(Document segment Opens)

East Asian people are more likely to develop a more aggressive form of stomach cancer because of their greater likelihood of alcohol intolerance, according to a new study led by researchers in Japan.
The researchers’ findings, published this week in the scientific journal Nature Genetics, associate lower alcohol tolerance with a higher risk of diffuse gastric cancer, a rarer form of stomach cancer that affects more than one part of the stomach.
Dr. William Dahut, chief scientific officer of the American Cancer Society, said the study – which collected cells from nearly 1,500 stomach cancer patients in Japan, China, South Korea, Singapore and the US – is the first comprehensive genomic analysis of stomach cancer.
“There is an interesting combination between the development of mutations and a specific genotype in East Asians, which disrupts alcohol metabolism,” said Dahut, who was not involved in the study. “It seems like they have that genotype. They’re more likely to develop a tumor specific mutation.”
Populations in East Asia have long been disproportionately affected by stomach cancer compared to those of Western countries. Half of all stomach cancers worldwide occur in China, and it is the most common cancer in men in Japan. But in the United States, stomach cancer accounts for only about 1.5% of all new cancers diagnosed each year.
People of East Asian descent are much more likely to inherit a genetic mutation that is uncommon in other ethnic groups that compromises the ability to metabolize alcohol. This is the same mutation responsible for facial redness after drinking, often referred to as “Asian glow,” according to study co-author Tatsuhiro Shibata.
Shibata, chief of the Cancer Genomics division at Japan’s National Cancer Center Research Institute, said he hopes these findings make it easier for researchers to spot patterns in gastric cancer onset.

(Document segment Closes)

→ **Problem set**:
**A)** Reproduce the stretch of the stomach cancer article from "The researchers’ findings, published" through "of the stomach.", word for word.
**B)** Extend the article on alcohol intolerance and stomach cancer in East Asians, beginning after its final sentence.

(Data section Opens)

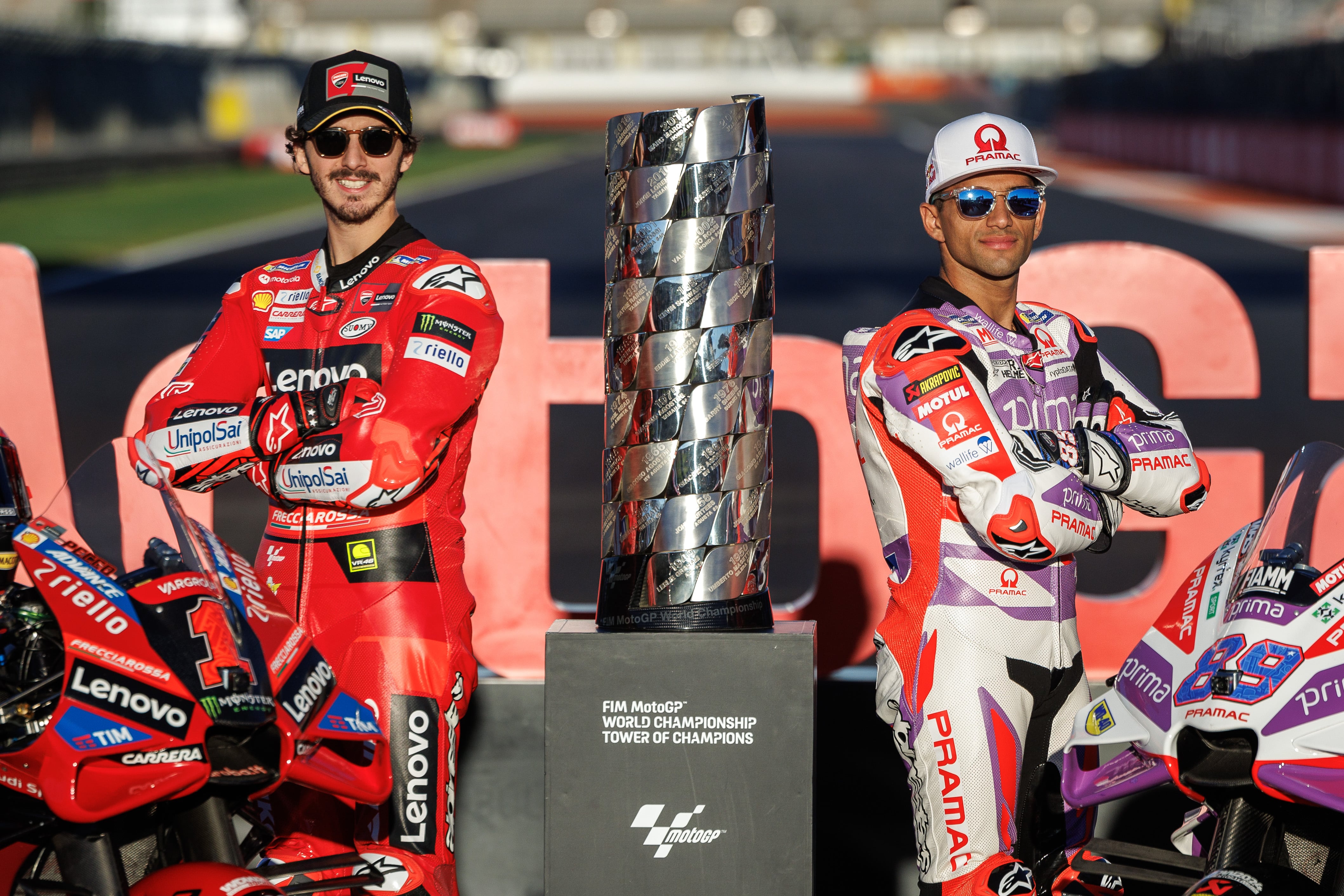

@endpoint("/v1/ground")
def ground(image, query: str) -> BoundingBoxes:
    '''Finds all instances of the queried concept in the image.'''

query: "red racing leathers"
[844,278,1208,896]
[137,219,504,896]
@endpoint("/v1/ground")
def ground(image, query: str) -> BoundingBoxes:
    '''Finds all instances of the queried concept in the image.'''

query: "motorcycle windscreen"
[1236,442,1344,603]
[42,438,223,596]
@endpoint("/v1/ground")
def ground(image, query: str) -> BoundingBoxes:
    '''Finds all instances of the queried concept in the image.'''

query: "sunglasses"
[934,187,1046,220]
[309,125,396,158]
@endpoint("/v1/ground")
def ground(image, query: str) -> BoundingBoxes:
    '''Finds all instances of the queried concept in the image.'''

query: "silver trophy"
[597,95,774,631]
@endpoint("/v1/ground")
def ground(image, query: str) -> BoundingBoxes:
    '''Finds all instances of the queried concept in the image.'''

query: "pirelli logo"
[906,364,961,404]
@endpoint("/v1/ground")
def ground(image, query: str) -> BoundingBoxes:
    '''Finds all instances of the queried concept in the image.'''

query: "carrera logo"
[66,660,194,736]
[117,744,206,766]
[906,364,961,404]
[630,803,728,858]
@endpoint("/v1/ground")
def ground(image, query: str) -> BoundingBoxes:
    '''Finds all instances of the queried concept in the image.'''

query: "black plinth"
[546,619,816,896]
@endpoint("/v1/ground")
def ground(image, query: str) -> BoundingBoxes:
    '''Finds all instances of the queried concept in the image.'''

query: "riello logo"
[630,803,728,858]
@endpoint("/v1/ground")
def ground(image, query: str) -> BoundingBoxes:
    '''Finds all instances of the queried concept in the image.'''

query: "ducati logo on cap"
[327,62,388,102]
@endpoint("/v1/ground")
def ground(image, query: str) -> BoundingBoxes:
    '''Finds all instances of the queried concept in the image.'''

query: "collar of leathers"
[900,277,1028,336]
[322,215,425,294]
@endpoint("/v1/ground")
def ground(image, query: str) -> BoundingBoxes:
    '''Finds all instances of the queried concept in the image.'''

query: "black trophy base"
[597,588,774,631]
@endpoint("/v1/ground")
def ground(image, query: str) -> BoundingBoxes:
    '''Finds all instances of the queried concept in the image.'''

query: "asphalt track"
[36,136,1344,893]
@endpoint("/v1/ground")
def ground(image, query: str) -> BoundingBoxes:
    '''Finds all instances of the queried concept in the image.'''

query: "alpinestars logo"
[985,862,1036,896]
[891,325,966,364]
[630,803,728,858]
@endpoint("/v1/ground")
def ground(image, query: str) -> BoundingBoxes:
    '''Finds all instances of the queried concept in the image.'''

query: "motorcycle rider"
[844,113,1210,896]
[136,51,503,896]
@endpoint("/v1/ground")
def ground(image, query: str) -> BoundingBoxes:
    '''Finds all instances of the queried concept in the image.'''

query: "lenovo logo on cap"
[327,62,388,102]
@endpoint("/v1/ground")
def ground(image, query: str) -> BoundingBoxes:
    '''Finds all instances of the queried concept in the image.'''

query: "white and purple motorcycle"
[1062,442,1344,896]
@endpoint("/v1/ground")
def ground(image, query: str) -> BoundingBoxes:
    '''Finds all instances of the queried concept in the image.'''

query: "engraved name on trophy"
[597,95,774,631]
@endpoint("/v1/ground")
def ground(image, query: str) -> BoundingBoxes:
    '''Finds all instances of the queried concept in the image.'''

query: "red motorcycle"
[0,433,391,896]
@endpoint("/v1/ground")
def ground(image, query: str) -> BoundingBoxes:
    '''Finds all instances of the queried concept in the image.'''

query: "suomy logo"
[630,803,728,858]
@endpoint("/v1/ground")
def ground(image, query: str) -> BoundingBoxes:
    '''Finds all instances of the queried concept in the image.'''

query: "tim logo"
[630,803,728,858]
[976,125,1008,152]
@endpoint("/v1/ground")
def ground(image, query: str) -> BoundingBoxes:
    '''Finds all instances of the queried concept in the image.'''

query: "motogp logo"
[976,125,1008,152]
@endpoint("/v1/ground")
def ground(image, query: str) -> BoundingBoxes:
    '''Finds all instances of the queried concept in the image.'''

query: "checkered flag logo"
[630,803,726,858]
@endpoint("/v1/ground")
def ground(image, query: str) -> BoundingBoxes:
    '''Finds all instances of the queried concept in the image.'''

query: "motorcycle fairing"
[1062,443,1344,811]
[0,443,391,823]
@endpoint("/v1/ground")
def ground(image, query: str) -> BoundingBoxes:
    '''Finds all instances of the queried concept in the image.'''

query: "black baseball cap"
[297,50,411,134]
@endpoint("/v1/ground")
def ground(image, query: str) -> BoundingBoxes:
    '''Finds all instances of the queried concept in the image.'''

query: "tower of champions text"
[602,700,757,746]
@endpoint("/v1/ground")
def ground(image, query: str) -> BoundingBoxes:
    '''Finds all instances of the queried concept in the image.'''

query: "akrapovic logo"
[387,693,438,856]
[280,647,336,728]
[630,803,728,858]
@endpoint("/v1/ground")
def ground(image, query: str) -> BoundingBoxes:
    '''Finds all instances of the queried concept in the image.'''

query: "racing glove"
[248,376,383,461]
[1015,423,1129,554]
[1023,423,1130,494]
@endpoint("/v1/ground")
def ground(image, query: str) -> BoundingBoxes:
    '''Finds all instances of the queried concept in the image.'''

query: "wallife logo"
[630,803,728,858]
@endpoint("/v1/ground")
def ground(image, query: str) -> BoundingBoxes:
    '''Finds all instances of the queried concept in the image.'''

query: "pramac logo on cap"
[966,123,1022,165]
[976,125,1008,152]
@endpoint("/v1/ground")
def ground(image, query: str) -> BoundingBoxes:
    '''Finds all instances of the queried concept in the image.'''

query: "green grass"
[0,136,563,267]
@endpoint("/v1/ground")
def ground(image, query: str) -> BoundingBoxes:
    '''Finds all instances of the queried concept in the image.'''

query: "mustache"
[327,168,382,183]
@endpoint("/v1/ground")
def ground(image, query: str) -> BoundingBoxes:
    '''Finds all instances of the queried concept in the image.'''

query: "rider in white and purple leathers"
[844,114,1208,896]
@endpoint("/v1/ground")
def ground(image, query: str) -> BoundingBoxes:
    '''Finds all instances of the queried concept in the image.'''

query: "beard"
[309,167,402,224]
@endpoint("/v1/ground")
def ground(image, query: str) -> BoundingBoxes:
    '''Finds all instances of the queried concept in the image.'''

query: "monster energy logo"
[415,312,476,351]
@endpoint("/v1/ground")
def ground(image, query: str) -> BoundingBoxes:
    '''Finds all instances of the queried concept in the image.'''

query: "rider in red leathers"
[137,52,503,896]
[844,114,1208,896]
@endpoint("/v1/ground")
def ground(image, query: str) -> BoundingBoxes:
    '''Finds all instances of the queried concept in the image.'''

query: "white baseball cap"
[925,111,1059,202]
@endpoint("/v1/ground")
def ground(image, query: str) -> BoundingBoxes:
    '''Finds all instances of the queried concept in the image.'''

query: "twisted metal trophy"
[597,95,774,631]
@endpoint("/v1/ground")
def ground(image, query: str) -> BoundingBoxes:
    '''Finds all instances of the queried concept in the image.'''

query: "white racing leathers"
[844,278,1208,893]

(Data section Closes)

→ **List of answers**:
**A)**
The researchers’ findings, published this week in the scientific journal Nature Genetics, associate lower alcohol tolerance with a higher risk of diffuse gastric cancer, a rarer form of stomach cancer that affects more than one part of the stomach.

**B)**
“We can develop a specific way to detect areas and maybe prevent certain cancers,” he said.
The inability of many East Asians to process alcohol properly causes it to sit in the stomach for a long time, making frequent drinkers more likely to develop chronic gastritis, said Ajay Goel, who studies the detection of gastrointestinal cancer at the City of Hope Medical Center in California and was not involved in the new study.
“That essentially leads to chronic inflammation in the stomach,” Goel said. “And eventually, after years and years of repeated exposure, these patients tend to get more stomach cancer.”
Stomach cancer cases are also statistically much more common in men than in women. But this makes sense from a behavioral perspective, Goel said, rather than being due to inherent genetic factors. Data shows that East Asian men consume significantly more alcohol than their female counterparts.
As with any cancer, early detection is crucial for gastric cancer treatment. But because of its relative rarity in the West compared to other types, such as breast, cervical, and colon cancer, the United States does not routinely screen for stomach cancer.
“It’s increasingly important information about the power of knowing one’s own genomics,” Dahut said.